EXCERPT PROVIDED:

______________________________

How can I implement classes with non-unique method names in Forth in the simplest way?

Question

I needed to define a set of classes in Forth, where certain method names may repeat in different classes.

The final solution should work on a simple J1B processor in FPGA, with Swapforth. Therefore it should be as simple as possible.

Because Swapftorth includes mini-oof.fs, I tried to use that library, but it does not handle non-unique method names correctly.

The code below shows the problem in Gforth, but in Swapforth it works the same way. The only difference is that in Gforth I had to use "new" instead of "anew":

require mini-oof.fs
object class
  method y
  method x
end-class wc1
:noname drop ." method x in wc1" ; wc1 defines x
:noname drop ." method y in wc1" ; wc1 defines y

object class
  method x
  method y
end-class wc2
:noname drop ." method x in wc2" ; wc2 defines x
:noname drop ." method y in wc2" ; wc2 defines y

wc1 new constant xx1
wc2 new constant xx2

If I load the above code to the Gforth, and then try to call the x and y methods of objects xx1 and xx2, I get the following results:

xx1 x method y in wc1 ok
xx1 y method x in wc1 ok
xx2 y method y in wc2 ok
xx2 x method x in wc2 ok

It appears, that the definition of methods "x" and "y" for class "wc2" has affected their definition for class "wc1". It seems, that after definition of class wc2, mini-oof simply translates the "x" to the first method in any class, and "y" to the second method in any class.

To verify that hypothesis, I have added the third class:

object class
  method m1
  method m2
end-class wc3
:noname drop ." method m1 in wc3" ; wc2 defines m1
:noname drop ." method m2 in wc3" ; wc2 defines m2
wc3 new constant xx3

Indeed, the tests below show, that x, y, m1, m2 are simply translated to the method numbers:

xx3 x method m1 in wc2 ok
xx3 y method m2 in wc2 ok
xx3 m1 method m1 in wc2 ok
xx1 m1 method y in wc1 ok

Is there another simple Forth library that supports classes with non-unique method names?

Answer 1

There are too many OOP implementations to test them all in swapforth and point you some specific variant.

In general, there are only two options:

1. Known class at compile time (and possible early binding).

______________________________

INFORMATION GIVEN:

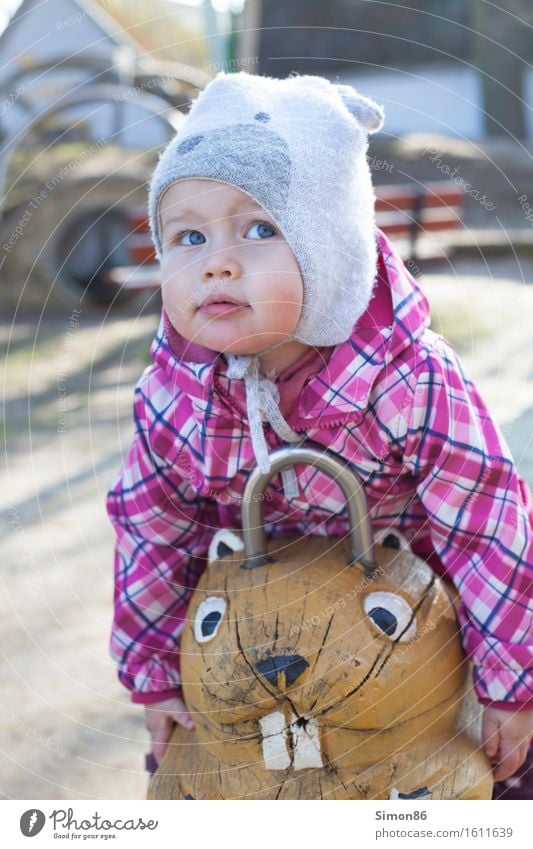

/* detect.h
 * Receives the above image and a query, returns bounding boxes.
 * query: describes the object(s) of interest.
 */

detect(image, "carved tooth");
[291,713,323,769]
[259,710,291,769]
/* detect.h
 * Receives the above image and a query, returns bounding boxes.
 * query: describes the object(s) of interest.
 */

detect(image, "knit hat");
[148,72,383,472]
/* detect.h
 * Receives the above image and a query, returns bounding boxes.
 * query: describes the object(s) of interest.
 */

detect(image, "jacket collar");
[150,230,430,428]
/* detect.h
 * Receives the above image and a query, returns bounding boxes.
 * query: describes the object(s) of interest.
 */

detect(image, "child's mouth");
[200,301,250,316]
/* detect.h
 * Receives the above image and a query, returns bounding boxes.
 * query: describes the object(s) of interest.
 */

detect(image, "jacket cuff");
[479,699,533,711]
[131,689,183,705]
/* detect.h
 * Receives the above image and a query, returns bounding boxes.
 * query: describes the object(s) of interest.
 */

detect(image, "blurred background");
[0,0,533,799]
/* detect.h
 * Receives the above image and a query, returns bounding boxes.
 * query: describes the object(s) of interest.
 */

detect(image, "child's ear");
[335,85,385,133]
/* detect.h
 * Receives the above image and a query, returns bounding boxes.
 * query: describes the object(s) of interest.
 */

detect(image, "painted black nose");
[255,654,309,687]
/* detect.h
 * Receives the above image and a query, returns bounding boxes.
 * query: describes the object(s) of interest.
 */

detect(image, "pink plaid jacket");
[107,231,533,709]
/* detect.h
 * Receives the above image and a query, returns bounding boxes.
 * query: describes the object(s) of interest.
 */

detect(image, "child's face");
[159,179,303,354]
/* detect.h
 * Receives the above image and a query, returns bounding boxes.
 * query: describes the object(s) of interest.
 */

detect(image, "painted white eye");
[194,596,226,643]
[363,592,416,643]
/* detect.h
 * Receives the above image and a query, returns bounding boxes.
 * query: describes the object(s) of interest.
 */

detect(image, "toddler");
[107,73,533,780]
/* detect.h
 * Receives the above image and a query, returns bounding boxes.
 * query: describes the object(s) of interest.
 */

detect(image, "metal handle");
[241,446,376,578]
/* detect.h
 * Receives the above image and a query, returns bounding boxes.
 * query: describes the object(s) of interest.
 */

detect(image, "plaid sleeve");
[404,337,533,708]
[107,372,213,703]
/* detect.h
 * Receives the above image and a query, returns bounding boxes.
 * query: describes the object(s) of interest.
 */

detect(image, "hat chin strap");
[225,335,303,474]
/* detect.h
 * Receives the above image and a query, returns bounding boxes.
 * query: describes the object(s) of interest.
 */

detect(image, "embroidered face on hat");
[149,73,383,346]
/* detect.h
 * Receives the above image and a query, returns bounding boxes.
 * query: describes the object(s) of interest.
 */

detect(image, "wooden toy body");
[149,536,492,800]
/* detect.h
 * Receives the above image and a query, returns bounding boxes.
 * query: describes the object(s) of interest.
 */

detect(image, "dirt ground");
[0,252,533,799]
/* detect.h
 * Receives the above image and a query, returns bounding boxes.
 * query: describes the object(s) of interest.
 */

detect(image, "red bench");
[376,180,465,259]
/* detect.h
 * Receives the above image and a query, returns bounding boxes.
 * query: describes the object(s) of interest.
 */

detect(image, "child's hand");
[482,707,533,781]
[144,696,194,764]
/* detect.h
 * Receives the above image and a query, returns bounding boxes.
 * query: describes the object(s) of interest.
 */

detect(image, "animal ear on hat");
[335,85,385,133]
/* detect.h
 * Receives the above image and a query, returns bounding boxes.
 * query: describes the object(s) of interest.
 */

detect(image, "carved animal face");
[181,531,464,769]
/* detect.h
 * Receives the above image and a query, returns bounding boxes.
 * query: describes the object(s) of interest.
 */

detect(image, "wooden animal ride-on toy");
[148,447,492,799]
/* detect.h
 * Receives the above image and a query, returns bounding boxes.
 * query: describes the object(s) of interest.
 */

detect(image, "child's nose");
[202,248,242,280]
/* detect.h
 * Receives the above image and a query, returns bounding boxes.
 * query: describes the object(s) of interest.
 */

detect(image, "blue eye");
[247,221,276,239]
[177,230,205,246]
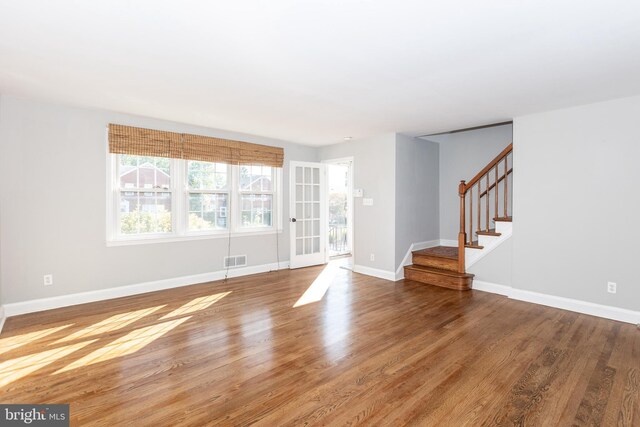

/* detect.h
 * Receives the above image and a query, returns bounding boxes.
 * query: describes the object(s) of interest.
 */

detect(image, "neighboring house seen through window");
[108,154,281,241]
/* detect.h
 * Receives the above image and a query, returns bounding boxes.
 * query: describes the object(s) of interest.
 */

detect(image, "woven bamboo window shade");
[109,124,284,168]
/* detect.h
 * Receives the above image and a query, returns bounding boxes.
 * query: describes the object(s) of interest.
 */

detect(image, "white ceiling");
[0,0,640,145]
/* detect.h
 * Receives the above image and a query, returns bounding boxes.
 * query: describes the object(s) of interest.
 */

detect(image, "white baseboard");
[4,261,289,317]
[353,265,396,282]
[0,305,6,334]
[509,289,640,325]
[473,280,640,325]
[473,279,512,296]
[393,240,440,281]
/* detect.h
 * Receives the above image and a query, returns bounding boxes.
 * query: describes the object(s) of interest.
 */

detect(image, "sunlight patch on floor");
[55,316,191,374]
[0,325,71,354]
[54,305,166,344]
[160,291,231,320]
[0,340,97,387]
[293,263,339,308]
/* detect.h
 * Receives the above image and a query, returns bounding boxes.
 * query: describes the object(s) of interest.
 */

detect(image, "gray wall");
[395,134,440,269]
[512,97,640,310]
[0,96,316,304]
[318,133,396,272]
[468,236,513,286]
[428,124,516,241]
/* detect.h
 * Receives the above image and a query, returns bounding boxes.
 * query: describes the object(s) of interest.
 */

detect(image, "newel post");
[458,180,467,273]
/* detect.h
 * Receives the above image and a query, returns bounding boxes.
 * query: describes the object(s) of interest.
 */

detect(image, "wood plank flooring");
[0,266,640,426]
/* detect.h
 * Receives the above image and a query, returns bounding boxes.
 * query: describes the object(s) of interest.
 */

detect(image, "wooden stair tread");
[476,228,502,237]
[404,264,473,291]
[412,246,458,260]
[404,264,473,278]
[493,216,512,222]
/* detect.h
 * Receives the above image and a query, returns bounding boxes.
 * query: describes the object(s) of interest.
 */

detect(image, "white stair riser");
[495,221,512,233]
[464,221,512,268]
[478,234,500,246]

______________________________

BRIEF:
Using the Forth classes thread above, decide whether each statement agrees with it, answering yes or no and quoting the deciding words of the thread.
1. In Gforth, the code had to use "new" where Swapforth uses "anew".
2. The final solution is meant to run on a J1B processor in an FPGA.
3. The first answer tests several OOP implementations in Swapforth and recommends a specific one.

EXERCISE OUTPUT:
1. Yes: "The only difference is that in Gforth I had to use "new" instead of "anew""
2. Yes: "The final solution should work on a simple J1B processor in FPGA, with Swapforth."
3. No: "There are too many OOP implementations to test them all in swapforth and point you some specific variant."